Quoted passage START

New **Net Picture** page that scans all datasets in a hunt and produces a **one-row-per-host** inventory table. If a host appears in 900 netstat rows, it shows once — with all unique IPs, usernames, OS versions, MACs, and ports aggregated via server-side set deduplication. Supports networks with up to 1000 hosts; no artificial caps on unique values per host.

### Backend

**New service** — `backend/app/services/network_inventory.py`:
- `build_network_picture(db, hunt_id)` streams all dataset rows in batches of 1000
- Groups rows by `hostname` (case-insensitive), falls back to `src_ip`/`ip_address` if no hostname column
- Per host, aggregates into Python `set()`s: IPs, users, OS, MAC addresses, protocols, open ports, remote targets, dataset sources
- Tracks `connection_count` (total rows), `first_seen`/`last_seen` from timestamp columns
- Returns sorted by connection count descending

**New API route** — `backend/app/api/routes/network.py`:
- `GET /api/network/picture?hunt_id={id}` → `NetworkPictureResponse`
- Response: `hosts[]` (each with hostname, ips, users, os, mac_addresses, protocols, open_ports, remote_targets, datasets, connection_count, first_seen, last_seen) + `summary` (total_hosts, total_connections, total_unique_ips, datasets_scanned)

**Normalizer additions** — `backend/app/services/normalizer.py`:
- Added `mac_address` canonical mapping: `mac`, `mac_address`, `physical_address`, `mac_addr`, `hw_addr`, `ethernet`
- Added `connection_state` canonical mapping: `state`, `status`, `tcp_state`, `conn_state`

### Frontend

**New component** — `frontend/src/components/NetworkPicture.tsx`:
- Hunt selector dropdown → loads network picture from backend
- MUI Table with sortable columns: Hostname, IPs, Users, OS, MAC, Connections, Ports
- **ChipList** sub-component: shows first 5 values inline as coloured Chips; "+N more" badge expands to show all (no data hidden, just visual overflow control)

Quoted passage END

# [Aim of the task]
Can you transcribe the stretch of the Net Picture page description from "### Frontend" through "visual overflow control)"?

Dataset entries START

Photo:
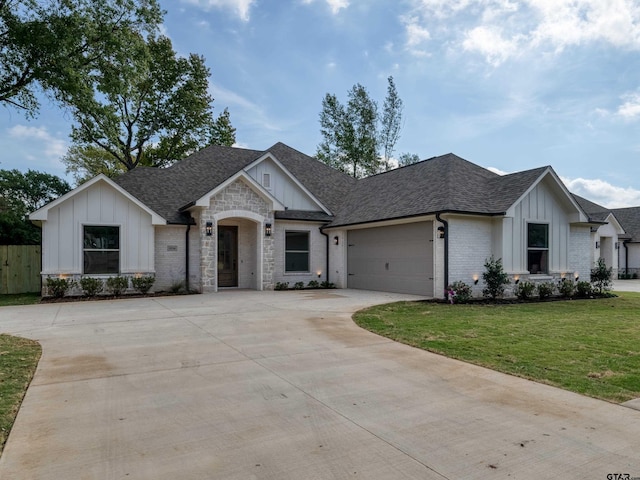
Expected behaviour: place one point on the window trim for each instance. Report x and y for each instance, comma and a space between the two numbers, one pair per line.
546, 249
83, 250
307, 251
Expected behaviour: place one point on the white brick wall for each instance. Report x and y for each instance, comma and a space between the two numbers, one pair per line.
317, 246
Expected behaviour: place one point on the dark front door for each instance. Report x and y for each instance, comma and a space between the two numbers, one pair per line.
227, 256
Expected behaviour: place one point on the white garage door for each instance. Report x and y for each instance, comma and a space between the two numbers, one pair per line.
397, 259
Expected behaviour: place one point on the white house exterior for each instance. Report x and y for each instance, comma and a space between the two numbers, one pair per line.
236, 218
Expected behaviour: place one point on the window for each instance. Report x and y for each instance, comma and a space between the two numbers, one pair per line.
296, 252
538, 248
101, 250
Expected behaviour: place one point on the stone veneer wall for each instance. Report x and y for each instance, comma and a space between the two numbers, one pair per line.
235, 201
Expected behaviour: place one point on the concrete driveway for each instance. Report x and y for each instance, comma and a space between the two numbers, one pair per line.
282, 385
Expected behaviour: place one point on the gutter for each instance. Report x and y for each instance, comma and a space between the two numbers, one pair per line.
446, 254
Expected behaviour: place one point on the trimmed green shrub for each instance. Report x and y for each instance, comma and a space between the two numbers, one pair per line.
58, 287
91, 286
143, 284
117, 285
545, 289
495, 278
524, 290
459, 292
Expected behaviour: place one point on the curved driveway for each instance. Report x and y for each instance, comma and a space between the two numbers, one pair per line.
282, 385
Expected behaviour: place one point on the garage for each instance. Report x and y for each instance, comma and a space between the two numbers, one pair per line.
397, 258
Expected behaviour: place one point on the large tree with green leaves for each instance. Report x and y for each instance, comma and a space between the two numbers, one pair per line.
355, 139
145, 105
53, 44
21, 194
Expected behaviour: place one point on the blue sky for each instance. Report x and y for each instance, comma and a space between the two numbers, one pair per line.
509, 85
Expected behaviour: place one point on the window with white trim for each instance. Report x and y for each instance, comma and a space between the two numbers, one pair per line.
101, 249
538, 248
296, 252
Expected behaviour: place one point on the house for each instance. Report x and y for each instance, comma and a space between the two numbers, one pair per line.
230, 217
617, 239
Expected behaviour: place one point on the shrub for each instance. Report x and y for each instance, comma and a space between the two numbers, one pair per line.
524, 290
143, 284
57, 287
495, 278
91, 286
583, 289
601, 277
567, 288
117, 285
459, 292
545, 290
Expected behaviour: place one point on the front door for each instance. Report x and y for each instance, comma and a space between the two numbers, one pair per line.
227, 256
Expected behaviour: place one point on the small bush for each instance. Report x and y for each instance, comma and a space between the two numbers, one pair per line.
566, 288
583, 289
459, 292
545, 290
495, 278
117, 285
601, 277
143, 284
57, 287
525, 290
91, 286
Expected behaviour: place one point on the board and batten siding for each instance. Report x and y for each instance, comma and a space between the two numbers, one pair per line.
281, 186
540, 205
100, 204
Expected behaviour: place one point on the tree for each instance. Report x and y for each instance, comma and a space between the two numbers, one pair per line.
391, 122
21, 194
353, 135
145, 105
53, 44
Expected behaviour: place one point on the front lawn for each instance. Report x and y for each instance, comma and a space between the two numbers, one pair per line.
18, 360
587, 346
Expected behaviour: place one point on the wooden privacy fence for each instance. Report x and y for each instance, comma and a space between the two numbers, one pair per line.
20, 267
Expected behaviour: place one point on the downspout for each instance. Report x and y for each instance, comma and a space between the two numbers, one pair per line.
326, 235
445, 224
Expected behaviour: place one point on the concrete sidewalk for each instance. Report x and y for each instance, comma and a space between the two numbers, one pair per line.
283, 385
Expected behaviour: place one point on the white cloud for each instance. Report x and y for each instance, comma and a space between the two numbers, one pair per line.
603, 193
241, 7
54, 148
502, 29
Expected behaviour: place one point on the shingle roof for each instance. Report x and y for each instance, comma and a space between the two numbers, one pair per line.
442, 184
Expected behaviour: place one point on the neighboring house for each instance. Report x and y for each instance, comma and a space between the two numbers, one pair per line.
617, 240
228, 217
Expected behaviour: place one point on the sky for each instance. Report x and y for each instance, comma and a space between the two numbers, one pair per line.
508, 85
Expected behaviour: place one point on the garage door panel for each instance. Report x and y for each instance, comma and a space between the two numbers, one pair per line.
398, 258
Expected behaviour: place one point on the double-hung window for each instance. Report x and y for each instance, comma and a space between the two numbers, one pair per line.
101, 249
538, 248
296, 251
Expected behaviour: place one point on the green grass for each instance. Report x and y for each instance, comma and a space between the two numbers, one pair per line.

Dataset entries END

# [Worked solution]
### Frontend

**New component** — `frontend/src/components/NetworkPicture.tsx`:
- Hunt selector dropdown → loads network picture from backend
- MUI Table with sortable columns: Hostname, IPs, Users, OS, MAC, Connections, Ports
- **ChipList** sub-component: shows first 5 values inline as coloured Chips; "+N more" badge expands to show all (no data hidden, just visual overflow control)